— begin Material shown —

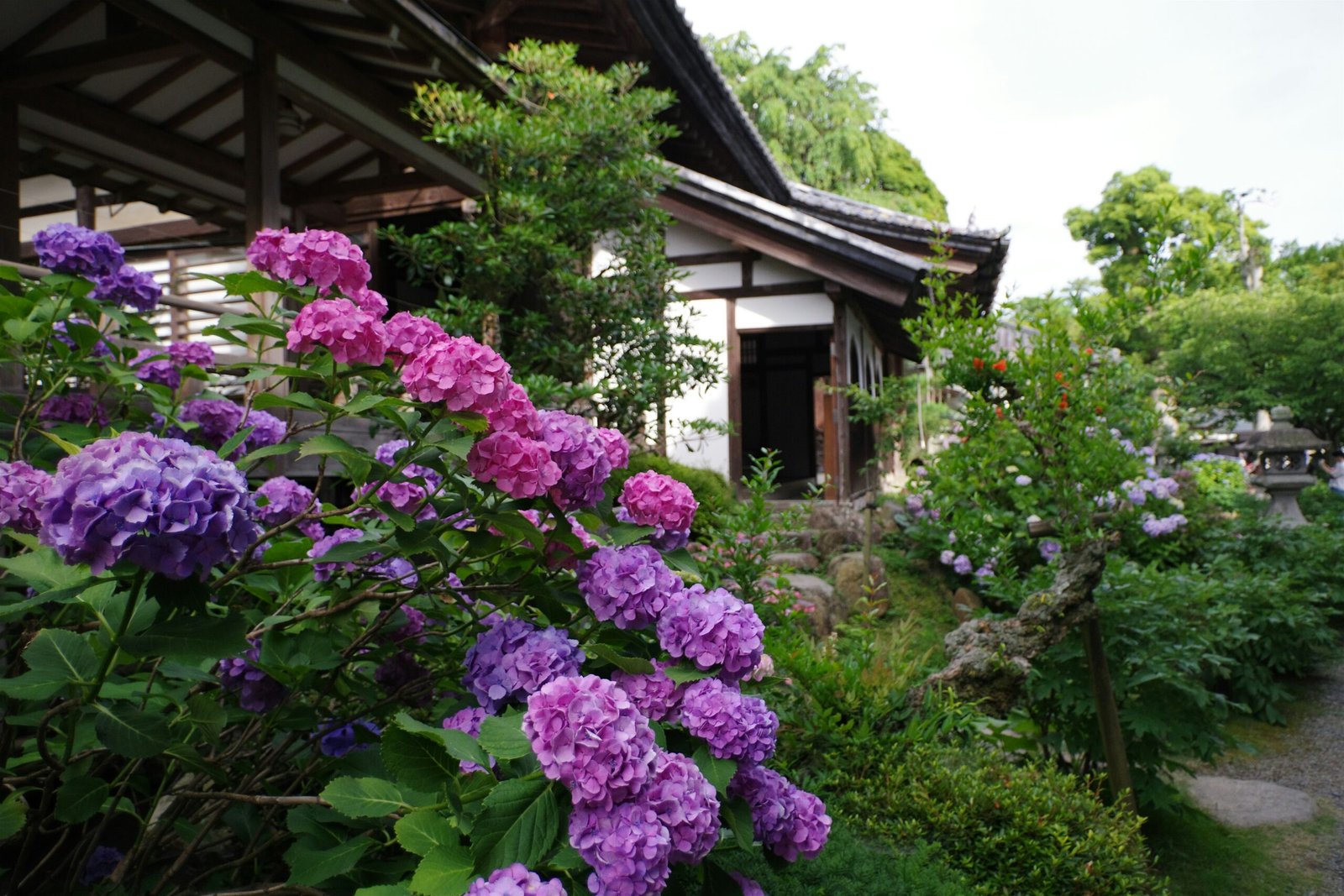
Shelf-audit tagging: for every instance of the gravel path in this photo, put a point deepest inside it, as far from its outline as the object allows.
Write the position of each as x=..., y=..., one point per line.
x=1312, y=759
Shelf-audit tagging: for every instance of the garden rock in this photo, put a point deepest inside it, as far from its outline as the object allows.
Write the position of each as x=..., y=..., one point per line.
x=853, y=580
x=1249, y=804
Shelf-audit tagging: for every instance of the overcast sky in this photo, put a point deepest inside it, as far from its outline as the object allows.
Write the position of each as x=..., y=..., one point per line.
x=1021, y=110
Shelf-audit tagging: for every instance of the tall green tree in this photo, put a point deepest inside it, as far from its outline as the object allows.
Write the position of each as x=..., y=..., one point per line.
x=1153, y=238
x=564, y=264
x=823, y=123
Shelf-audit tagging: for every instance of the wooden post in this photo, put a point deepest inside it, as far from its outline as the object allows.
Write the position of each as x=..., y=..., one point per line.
x=1108, y=718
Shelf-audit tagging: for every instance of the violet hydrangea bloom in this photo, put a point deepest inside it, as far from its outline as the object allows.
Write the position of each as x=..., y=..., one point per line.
x=734, y=726
x=790, y=821
x=128, y=288
x=409, y=335
x=627, y=846
x=74, y=407
x=343, y=741
x=460, y=372
x=257, y=691
x=712, y=629
x=161, y=504
x=519, y=466
x=658, y=500
x=515, y=880
x=354, y=336
x=515, y=414
x=652, y=694
x=577, y=448
x=617, y=449
x=322, y=257
x=629, y=586
x=67, y=249
x=685, y=804
x=22, y=486
x=589, y=736
x=470, y=721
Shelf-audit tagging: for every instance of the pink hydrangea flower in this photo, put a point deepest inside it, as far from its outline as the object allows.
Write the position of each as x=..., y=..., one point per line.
x=354, y=336
x=460, y=372
x=322, y=257
x=519, y=466
x=409, y=335
x=589, y=736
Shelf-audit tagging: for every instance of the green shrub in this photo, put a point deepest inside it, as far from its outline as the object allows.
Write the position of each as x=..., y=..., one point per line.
x=855, y=867
x=1011, y=829
x=709, y=486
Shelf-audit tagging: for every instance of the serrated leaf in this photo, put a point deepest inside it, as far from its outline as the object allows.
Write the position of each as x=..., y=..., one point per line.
x=80, y=799
x=57, y=653
x=501, y=736
x=638, y=665
x=519, y=822
x=309, y=867
x=363, y=797
x=423, y=831
x=718, y=772
x=131, y=732
x=13, y=812
x=445, y=871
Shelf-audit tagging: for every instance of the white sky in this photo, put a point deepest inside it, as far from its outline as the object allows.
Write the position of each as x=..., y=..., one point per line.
x=1021, y=109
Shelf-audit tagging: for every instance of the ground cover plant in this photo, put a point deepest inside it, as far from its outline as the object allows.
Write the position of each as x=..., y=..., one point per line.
x=450, y=663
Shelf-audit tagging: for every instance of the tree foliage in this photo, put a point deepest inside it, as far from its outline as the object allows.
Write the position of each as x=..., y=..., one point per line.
x=823, y=123
x=1153, y=237
x=570, y=161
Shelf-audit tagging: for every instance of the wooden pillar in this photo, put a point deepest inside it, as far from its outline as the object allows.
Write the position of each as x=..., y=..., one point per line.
x=8, y=181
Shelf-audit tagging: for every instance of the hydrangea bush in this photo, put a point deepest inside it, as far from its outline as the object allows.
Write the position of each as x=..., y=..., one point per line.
x=246, y=647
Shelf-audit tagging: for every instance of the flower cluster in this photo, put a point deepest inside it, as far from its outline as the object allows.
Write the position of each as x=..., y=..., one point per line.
x=353, y=335
x=658, y=500
x=161, y=504
x=257, y=691
x=20, y=490
x=734, y=725
x=67, y=249
x=790, y=821
x=514, y=658
x=712, y=629
x=322, y=257
x=628, y=586
x=515, y=880
x=128, y=288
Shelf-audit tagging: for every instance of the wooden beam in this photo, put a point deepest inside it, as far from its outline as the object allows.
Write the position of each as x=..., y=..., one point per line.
x=796, y=288
x=73, y=65
x=136, y=132
x=8, y=179
x=261, y=155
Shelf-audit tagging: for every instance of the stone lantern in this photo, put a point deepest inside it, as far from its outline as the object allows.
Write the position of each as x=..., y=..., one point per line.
x=1283, y=458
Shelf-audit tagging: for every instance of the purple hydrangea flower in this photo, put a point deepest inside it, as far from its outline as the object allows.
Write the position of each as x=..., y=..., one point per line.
x=654, y=694
x=67, y=249
x=627, y=846
x=102, y=862
x=20, y=490
x=629, y=586
x=577, y=448
x=732, y=725
x=257, y=691
x=685, y=804
x=790, y=821
x=589, y=736
x=712, y=629
x=128, y=288
x=515, y=880
x=470, y=721
x=342, y=741
x=161, y=504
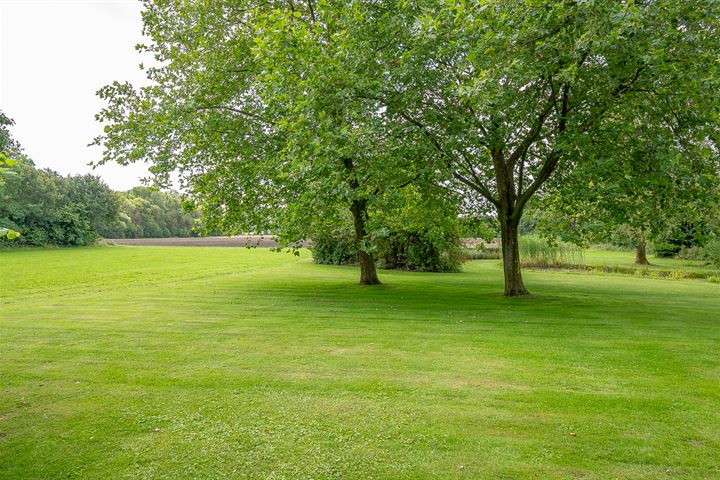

— end Material shown —

> _Given task_
Reproduce the portion of the listing that begins with the line containing "Shelf-audit tagging: for every instance of the pink" and ends with the line containing "x=709, y=486", both included, raising every x and y coordinate in the answer points by 16. Leave the instruction lines unchanged.

> _Result of the task_
Shelf-audit tagging: for every instance of the pink hydrangea flower in this photo, put a point deepest inside it, as far from its outline as the object allows.
Write the position of each as x=..., y=..., one point per line.
x=370, y=352
x=476, y=388
x=338, y=273
x=535, y=482
x=425, y=351
x=605, y=752
Shelf-audit tagging: for every instance of the green shrub in this photo, put a point deepest inside it, as far from its outline as the object allows.
Write the position of each as x=..., y=..., one point per line.
x=871, y=883
x=1027, y=845
x=725, y=502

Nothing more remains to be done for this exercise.